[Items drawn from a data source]
┄┄┄┄┄┄┄┄┄┄┄┄┄┄┄┄┄┄┄┄
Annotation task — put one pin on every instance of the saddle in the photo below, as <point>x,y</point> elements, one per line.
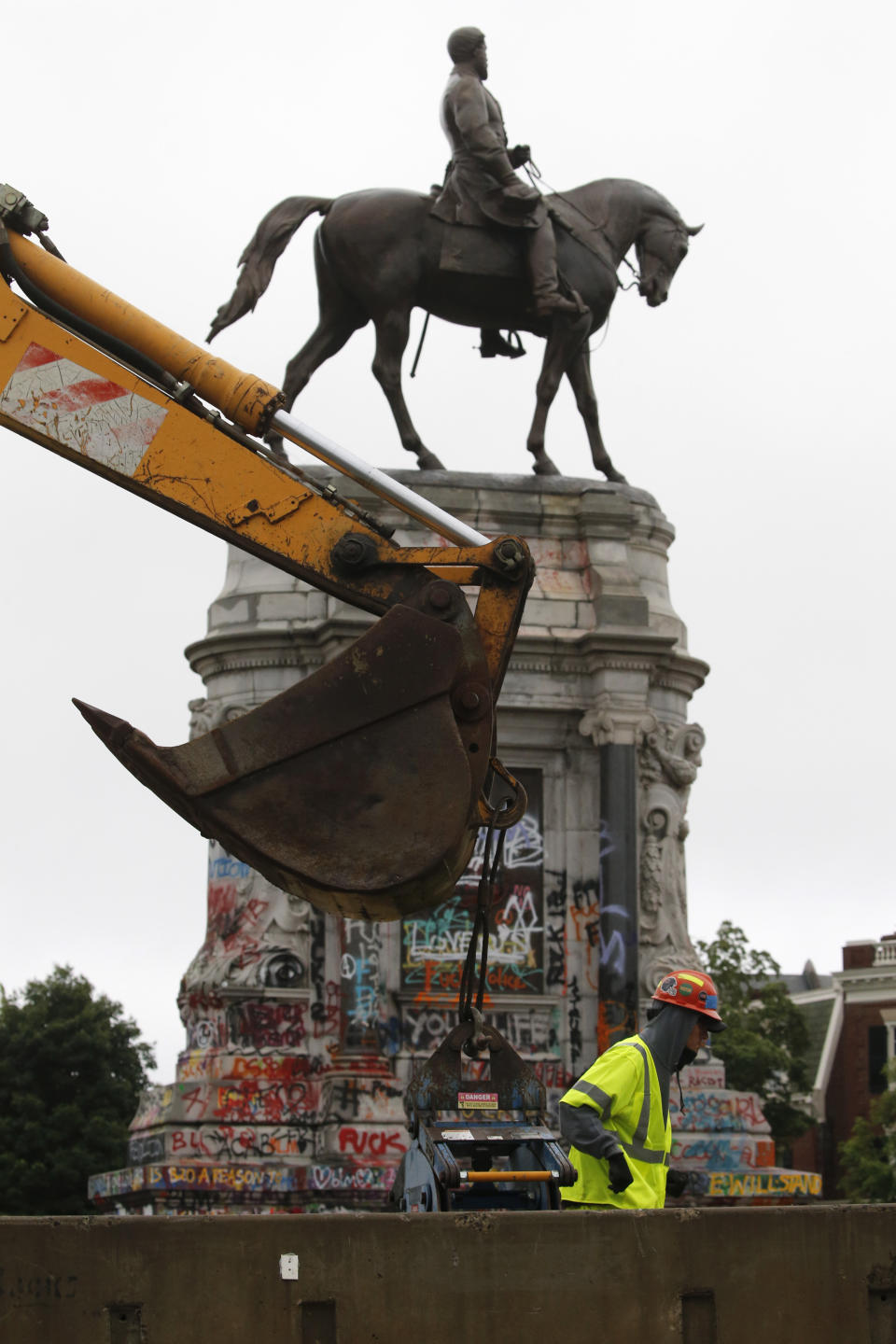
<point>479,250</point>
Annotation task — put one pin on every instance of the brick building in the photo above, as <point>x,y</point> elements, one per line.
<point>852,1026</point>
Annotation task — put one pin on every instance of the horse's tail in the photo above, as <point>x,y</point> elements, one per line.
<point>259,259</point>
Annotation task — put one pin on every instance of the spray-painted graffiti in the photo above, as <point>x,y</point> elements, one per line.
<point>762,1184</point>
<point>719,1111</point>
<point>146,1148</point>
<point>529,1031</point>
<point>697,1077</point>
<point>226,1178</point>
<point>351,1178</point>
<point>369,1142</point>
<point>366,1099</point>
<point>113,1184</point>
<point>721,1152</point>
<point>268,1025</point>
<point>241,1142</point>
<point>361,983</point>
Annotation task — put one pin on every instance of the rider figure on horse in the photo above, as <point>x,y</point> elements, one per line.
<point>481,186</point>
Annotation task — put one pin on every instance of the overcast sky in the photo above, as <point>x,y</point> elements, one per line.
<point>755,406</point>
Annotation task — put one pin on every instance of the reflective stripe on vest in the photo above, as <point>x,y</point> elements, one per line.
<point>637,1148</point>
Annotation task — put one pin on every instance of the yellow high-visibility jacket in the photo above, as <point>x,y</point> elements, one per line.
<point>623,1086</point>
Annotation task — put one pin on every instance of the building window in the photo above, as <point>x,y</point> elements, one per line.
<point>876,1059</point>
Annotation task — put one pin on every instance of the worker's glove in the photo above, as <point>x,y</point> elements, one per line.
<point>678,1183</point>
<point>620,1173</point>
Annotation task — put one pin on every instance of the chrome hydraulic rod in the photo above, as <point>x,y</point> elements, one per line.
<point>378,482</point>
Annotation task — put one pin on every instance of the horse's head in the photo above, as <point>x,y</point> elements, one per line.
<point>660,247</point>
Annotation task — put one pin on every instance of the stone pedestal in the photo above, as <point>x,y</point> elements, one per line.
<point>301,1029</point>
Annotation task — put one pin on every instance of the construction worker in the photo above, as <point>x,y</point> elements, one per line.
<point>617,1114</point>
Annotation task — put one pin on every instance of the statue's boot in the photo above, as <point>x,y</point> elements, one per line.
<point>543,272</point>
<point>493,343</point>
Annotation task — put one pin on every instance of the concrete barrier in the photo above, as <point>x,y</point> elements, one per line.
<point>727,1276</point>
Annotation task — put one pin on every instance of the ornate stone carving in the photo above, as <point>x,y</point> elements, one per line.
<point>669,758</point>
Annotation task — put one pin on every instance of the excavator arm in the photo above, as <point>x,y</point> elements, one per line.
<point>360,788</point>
┄┄┄┄┄┄┄┄┄┄┄┄┄┄┄┄┄┄┄┄
**Set task:** Copy every one of the records above word for word, without the picture.

**Answer for the task:**
Annotation task — put one pin on every instance of the saddle in the photo below, as <point>x,y</point> elements, one per line.
<point>479,250</point>
Annotation task — put one pin on every instance of the brick building in the photo above, as <point>x,y</point> elements, one per line.
<point>852,1026</point>
Annotation task — put one pin on every instance of the horse's tail in the photo above, as <point>x,y</point> elements, one per line.
<point>259,259</point>
Annotation task — put one pin on every instance of the spray-painted graffiti in the photo above, as <point>x,y</point> elements, one per line.
<point>762,1184</point>
<point>719,1111</point>
<point>146,1148</point>
<point>529,1031</point>
<point>697,1077</point>
<point>226,1178</point>
<point>351,1178</point>
<point>369,1142</point>
<point>366,1099</point>
<point>113,1184</point>
<point>721,1152</point>
<point>268,1025</point>
<point>241,1142</point>
<point>361,983</point>
Annotation task — put one pin on every instance of the rider figure on horse in the photo above, as <point>x,y</point> elements, one per line.
<point>481,186</point>
Annotation task — put one pin on every instance of the overcast sky in the photo above, as <point>x,y</point> elements, one per line.
<point>755,406</point>
Annotation task — put one pin on every instance of the reflective stripe on vest in the photo above, as <point>x,y</point> elements, one per line.
<point>637,1148</point>
Annotation task — put one pin on every instance of the yellow high-visibility jacket in the photo above, as <point>x,y</point> elements, one per line.
<point>623,1086</point>
Annotation task — put one pin on every instance of the building window in the photo above, as <point>x,y</point> elements, one per line.
<point>876,1059</point>
Annotation task — put one pin on every instance of the worker's glove in the photo above, as <point>x,y</point> elements, one per line.
<point>678,1183</point>
<point>620,1173</point>
Annotation task — put one pin on every instance of the chrome hydraulic rod in the photo above, as <point>x,y</point> elements, one per line.
<point>378,482</point>
Annotation task — put one pin on every instance of the horse's head in the photo above, as <point>x,y</point> elements, one per line.
<point>660,247</point>
Annotation task — put one pin on every instance of the stone pedestal in the photo above, as <point>x,y</point> elements, one per line.
<point>301,1029</point>
Annotation task — put one pin on every instance of the construction worker in the photo above, as <point>x,y</point> elements, one per line.
<point>617,1114</point>
Annotation task — put one pin on every instance of the statue's boot in the photo above, as <point>x,y</point> elements, one per line.
<point>543,272</point>
<point>493,343</point>
Annotation task — put one pin on every instance of the concrete barrier in the photo above, as <point>x,y</point> elements, one per line.
<point>727,1276</point>
Annotation task — put one pin on every instance of the ornate stone carving in the photo above, as <point>x,y</point> elements, one per line.
<point>669,758</point>
Annotation task — put one pin on every instance of the excavator arm in the photo above, as <point>x,y</point> elements, one per line.
<point>360,788</point>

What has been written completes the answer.